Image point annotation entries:
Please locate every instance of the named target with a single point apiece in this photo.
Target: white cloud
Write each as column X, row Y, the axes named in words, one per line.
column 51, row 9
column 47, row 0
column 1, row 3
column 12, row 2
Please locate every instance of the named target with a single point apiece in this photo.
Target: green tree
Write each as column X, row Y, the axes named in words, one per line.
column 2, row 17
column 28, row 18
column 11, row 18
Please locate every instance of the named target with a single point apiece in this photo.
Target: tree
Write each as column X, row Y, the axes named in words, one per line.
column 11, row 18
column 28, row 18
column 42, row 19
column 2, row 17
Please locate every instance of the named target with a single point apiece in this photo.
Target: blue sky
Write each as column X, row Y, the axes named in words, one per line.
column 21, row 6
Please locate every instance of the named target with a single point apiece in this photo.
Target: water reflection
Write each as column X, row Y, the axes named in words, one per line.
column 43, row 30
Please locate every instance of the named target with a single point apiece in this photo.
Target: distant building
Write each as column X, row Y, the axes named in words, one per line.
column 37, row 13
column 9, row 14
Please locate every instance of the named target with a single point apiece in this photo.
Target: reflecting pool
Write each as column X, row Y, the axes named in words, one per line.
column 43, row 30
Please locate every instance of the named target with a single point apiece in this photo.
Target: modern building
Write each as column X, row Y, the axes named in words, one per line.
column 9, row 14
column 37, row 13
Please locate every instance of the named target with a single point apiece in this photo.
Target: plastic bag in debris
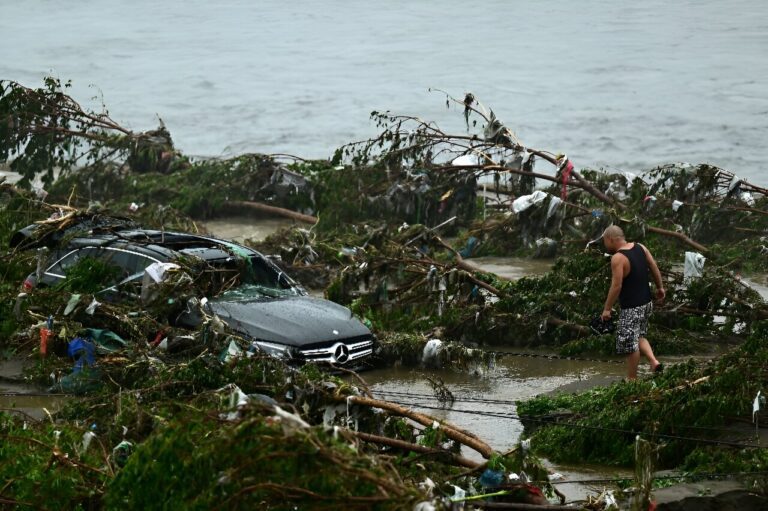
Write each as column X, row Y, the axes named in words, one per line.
column 83, row 352
column 154, row 274
column 470, row 247
column 747, row 198
column 71, row 304
column 554, row 202
column 290, row 422
column 232, row 352
column 121, row 452
column 526, row 201
column 545, row 247
column 105, row 341
column 694, row 265
column 467, row 159
column 491, row 478
column 84, row 377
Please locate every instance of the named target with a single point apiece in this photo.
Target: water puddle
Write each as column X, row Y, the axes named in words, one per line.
column 485, row 400
column 512, row 268
column 20, row 397
column 239, row 228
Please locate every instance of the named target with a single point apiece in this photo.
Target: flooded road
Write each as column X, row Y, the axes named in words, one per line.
column 16, row 394
column 238, row 229
column 485, row 401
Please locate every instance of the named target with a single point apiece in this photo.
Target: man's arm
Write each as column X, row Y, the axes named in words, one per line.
column 617, row 277
column 655, row 273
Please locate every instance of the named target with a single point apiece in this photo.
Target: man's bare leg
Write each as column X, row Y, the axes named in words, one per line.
column 645, row 349
column 633, row 360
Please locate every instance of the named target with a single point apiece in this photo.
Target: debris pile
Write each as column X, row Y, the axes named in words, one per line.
column 390, row 227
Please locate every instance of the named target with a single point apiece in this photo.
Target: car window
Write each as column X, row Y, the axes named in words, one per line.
column 60, row 267
column 129, row 262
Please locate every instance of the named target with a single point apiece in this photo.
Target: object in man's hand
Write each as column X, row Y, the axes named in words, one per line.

AIM OF THE TASK:
Report how many lines of the data above contain the string "building". Give only the number.

SOLUTION:
2